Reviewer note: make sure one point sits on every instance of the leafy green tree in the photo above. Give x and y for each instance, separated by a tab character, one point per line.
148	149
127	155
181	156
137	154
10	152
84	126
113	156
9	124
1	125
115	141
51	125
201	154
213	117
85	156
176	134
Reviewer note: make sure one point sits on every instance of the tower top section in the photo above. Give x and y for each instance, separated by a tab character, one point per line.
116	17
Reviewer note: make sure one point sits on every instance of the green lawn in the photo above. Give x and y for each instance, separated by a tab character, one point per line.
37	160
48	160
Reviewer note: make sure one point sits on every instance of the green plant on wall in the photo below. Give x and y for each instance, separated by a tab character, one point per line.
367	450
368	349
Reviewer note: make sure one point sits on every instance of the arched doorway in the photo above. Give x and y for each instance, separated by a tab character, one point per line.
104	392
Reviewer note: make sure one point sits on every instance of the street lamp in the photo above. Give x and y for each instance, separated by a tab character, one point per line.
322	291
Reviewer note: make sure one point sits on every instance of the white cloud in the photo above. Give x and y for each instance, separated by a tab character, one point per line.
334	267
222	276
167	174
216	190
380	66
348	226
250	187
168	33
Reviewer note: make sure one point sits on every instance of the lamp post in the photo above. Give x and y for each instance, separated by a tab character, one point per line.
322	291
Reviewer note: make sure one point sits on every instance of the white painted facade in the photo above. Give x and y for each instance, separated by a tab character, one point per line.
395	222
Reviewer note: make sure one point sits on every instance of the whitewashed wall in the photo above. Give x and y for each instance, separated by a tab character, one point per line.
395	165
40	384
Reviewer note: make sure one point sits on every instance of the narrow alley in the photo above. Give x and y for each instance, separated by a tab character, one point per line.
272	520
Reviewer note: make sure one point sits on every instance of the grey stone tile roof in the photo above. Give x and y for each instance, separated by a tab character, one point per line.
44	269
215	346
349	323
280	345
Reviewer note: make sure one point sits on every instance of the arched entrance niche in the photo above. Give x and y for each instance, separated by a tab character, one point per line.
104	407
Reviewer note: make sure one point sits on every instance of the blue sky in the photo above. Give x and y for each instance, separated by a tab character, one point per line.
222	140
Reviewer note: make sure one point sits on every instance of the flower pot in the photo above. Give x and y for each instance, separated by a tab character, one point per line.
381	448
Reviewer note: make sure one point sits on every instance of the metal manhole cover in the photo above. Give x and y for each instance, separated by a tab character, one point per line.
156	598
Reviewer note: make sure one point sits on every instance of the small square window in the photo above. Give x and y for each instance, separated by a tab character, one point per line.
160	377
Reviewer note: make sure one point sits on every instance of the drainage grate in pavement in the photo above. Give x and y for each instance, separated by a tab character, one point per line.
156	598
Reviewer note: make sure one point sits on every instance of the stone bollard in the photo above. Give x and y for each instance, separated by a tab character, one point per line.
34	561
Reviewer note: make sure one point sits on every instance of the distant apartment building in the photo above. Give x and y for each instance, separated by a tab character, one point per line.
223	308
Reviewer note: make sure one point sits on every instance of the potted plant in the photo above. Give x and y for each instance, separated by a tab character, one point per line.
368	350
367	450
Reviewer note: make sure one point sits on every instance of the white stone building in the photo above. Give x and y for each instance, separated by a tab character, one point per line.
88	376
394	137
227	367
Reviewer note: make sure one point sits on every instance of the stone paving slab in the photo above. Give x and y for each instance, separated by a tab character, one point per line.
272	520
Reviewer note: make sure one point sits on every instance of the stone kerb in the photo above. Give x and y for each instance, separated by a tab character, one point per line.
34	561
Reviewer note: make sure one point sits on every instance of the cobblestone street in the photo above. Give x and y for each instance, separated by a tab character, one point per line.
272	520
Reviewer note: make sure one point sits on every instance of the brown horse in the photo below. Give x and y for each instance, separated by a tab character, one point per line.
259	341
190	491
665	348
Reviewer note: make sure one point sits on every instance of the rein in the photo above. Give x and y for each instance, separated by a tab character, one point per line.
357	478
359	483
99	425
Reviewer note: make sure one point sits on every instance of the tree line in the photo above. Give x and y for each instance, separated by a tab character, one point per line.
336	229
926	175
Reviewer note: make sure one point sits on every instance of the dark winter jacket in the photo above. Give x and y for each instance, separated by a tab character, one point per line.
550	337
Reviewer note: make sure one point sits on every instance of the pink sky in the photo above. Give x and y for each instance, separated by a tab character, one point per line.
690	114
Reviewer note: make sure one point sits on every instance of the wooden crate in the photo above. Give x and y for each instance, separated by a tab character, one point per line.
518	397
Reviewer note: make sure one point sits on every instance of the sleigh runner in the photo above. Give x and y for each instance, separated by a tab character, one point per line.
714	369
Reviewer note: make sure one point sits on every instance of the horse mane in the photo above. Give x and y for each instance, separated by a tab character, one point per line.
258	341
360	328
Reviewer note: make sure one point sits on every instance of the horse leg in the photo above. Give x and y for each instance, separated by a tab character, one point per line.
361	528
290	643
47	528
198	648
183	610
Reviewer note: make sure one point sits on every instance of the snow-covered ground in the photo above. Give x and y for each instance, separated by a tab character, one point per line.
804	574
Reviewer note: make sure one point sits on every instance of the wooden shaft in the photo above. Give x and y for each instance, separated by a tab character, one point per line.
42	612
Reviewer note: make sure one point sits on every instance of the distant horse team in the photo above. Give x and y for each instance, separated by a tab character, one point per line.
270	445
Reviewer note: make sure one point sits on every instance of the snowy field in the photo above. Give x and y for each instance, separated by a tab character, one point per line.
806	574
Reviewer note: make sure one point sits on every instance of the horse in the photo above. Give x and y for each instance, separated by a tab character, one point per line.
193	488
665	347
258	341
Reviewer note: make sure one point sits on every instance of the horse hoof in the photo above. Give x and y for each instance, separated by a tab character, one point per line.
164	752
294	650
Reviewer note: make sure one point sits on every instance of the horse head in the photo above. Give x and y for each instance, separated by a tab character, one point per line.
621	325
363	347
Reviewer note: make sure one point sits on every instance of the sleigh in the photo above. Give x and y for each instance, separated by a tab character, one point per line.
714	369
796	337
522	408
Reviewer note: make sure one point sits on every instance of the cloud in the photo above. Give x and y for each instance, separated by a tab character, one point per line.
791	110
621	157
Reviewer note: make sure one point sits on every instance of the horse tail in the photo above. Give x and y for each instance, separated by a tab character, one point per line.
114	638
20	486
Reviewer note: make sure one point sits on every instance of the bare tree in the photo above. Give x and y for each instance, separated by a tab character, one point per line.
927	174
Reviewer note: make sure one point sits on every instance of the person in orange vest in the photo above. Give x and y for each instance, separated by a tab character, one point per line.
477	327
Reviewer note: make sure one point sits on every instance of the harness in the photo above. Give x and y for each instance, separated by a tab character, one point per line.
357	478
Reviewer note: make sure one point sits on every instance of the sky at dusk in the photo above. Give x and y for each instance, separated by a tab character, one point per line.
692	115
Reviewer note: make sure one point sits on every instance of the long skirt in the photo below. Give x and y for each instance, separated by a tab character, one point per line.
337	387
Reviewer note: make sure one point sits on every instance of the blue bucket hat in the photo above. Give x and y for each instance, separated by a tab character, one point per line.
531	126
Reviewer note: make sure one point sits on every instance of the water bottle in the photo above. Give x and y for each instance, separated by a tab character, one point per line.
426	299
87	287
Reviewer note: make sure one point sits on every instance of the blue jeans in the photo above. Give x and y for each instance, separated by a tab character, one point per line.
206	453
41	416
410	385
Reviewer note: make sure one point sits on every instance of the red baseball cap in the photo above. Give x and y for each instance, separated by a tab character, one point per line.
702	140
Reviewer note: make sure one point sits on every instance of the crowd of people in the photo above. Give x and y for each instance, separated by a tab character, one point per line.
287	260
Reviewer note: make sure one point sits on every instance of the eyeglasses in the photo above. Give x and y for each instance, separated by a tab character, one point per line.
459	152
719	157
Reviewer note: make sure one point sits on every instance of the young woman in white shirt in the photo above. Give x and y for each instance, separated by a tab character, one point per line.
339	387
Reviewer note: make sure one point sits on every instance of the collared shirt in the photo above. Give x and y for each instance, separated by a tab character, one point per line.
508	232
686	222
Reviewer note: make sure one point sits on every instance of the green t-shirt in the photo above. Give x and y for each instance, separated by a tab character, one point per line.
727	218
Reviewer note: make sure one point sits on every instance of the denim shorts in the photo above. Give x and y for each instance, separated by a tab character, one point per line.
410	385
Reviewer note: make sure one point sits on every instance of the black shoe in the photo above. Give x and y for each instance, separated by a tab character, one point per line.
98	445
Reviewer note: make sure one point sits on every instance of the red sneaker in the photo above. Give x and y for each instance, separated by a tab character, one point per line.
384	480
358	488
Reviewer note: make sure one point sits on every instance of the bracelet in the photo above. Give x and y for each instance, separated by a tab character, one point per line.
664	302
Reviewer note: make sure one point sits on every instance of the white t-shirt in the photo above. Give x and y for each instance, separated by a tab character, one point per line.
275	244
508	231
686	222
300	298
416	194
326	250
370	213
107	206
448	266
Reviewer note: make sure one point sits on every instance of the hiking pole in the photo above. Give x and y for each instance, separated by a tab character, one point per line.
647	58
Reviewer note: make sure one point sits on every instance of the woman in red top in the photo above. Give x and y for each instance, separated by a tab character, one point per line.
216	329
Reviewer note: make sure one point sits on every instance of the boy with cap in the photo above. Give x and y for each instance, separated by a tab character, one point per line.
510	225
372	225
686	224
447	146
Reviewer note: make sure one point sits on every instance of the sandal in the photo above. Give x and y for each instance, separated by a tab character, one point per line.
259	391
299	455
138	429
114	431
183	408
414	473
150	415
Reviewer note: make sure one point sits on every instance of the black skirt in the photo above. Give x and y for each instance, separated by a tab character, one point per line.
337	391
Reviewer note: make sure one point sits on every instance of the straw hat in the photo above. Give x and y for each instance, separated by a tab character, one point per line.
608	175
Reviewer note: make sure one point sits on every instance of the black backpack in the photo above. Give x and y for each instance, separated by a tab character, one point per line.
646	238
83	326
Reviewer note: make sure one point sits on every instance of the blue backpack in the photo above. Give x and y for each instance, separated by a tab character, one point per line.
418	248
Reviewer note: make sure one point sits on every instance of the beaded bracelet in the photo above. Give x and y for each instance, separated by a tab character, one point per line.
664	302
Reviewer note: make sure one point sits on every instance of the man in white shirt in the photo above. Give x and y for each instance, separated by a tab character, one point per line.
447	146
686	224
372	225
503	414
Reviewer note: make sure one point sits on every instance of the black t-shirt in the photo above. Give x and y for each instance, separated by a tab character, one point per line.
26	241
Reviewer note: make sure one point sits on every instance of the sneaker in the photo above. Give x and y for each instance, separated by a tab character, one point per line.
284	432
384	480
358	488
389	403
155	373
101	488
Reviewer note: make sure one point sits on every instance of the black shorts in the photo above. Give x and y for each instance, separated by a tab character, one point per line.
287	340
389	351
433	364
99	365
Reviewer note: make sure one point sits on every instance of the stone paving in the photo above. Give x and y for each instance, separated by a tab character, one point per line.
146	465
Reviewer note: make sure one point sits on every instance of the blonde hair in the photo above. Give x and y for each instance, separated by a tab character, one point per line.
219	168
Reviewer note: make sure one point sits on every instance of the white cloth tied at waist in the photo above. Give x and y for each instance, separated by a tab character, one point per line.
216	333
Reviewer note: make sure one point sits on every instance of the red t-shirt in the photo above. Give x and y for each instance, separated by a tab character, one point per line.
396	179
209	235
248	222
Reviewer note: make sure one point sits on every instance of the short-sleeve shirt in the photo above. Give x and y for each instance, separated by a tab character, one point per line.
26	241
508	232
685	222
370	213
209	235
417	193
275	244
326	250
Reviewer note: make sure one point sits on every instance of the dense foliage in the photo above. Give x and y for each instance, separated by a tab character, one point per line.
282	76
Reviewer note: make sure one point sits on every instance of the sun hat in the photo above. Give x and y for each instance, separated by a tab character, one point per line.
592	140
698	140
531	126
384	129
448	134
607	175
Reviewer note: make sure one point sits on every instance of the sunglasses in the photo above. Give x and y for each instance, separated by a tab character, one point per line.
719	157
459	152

□ □ □ □

For this exercise, please retype exactly the lines in the listing from the line with "of the short-sleeve" through its last line, both ends included.

▶ **REPLY TO THE EXERCISE**
Reviewer note: make sure one point sits on every instance of the short-sleeve shirt in the photo above. Give x and y for each instance, separated by a tab character, one point per line.
26	241
508	232
685	222
370	213
209	235
417	193
275	244
326	250
Reviewer note: make sure one point sits on every instance of the dense foliage in the photo above. Give x and y for each instance, separated by a tab character, one point per line.
282	76
Reviewer note: make sure one point sits on every instance of the sun hat in the photo above. Give x and y for each instance, separated by a tab character, one point per line.
592	140
698	140
531	126
384	129
448	134
607	175
Reviewer note: make sure one point sits on every instance of the sunglasses in the photo above. Give x and y for each instance, separated by a tab character, one point per line.
719	157
459	152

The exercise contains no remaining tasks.